Stored entries:
========

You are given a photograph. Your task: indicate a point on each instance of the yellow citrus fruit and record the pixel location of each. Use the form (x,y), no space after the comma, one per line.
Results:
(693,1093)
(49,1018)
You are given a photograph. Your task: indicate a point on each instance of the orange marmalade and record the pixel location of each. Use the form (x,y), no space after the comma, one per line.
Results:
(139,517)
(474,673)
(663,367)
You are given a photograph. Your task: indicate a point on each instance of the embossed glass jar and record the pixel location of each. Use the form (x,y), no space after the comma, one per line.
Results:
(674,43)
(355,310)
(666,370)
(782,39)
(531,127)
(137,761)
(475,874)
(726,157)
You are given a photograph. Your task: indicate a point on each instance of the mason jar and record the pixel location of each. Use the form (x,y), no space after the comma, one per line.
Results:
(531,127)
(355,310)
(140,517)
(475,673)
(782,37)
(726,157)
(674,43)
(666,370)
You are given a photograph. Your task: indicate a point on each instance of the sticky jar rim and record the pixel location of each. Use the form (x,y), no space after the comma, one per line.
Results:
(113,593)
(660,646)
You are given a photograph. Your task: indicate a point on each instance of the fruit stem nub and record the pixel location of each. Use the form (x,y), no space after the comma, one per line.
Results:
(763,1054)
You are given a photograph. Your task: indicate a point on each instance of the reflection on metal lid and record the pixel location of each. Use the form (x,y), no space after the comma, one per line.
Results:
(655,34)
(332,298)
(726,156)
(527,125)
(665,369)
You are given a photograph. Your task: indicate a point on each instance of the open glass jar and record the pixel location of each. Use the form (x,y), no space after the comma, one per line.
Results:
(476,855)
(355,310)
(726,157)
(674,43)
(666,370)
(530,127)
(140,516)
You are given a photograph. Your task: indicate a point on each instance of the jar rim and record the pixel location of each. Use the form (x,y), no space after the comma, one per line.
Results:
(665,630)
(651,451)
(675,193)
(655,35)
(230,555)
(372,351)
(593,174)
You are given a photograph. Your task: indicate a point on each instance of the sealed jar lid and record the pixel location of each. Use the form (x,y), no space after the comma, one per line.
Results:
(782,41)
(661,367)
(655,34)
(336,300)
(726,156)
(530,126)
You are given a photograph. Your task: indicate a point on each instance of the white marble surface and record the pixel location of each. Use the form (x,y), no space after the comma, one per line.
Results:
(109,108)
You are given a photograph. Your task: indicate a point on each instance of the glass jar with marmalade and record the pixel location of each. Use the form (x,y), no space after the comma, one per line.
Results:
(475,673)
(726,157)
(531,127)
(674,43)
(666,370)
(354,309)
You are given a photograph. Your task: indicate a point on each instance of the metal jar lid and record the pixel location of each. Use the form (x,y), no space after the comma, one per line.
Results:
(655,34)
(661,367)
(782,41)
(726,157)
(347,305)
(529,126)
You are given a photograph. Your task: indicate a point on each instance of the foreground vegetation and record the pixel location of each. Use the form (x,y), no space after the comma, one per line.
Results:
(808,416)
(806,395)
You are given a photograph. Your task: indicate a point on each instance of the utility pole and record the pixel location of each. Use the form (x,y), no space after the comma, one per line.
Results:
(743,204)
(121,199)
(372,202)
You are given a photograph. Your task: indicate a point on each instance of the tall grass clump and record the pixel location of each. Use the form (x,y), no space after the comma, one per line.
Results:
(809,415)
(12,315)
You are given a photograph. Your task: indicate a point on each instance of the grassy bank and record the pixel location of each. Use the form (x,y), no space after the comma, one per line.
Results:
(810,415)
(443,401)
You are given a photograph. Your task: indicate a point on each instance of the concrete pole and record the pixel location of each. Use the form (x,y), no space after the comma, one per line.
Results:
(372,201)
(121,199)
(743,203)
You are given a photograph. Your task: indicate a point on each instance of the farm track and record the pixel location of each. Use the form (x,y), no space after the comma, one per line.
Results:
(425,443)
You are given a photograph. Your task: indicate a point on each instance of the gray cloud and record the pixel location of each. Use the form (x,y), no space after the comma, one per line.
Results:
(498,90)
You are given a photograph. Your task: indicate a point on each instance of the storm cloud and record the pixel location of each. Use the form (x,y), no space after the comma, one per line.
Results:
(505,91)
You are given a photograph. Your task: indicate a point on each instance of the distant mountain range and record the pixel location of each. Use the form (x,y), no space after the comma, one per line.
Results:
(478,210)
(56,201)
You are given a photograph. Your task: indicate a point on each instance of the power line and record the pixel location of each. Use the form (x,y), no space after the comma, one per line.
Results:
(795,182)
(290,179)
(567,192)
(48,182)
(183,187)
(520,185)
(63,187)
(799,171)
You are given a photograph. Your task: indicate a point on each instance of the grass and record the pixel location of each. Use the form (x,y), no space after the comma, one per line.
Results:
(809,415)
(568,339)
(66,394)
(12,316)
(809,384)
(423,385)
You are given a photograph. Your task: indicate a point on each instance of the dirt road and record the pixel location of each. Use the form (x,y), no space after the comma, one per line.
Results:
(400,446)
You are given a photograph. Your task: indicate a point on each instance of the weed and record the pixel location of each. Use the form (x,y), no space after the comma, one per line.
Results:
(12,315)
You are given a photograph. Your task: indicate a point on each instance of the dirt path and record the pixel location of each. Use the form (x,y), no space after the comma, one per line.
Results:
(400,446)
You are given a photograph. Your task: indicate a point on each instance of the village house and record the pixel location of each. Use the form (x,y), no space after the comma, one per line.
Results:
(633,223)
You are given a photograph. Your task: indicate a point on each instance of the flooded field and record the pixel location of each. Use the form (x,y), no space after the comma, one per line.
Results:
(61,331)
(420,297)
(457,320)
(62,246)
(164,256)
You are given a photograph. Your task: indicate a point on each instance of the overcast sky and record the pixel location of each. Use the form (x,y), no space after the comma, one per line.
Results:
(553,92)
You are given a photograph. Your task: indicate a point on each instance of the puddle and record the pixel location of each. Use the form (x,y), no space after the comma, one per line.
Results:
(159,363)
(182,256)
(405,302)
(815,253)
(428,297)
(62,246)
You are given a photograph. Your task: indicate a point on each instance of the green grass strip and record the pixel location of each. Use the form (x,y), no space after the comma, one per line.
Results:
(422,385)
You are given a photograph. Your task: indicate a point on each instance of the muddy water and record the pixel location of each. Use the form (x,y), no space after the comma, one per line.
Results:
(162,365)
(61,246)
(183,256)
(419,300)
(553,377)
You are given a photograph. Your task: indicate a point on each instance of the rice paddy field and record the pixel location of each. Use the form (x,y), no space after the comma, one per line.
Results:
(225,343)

========

Problem requirements: Your answer should consist of all lines above that include the string "dirt".

Task result:
You are given a photograph. Your task: indicate a point on each instance of the dirt road and record the pixel location of each. Use the form (x,y), no space after the comma, one per line.
You are given a photograph. Your task: indicate a point on each instance of the dirt path and record the pixel location of each. Use the form (x,y), no space after the comma, one per line.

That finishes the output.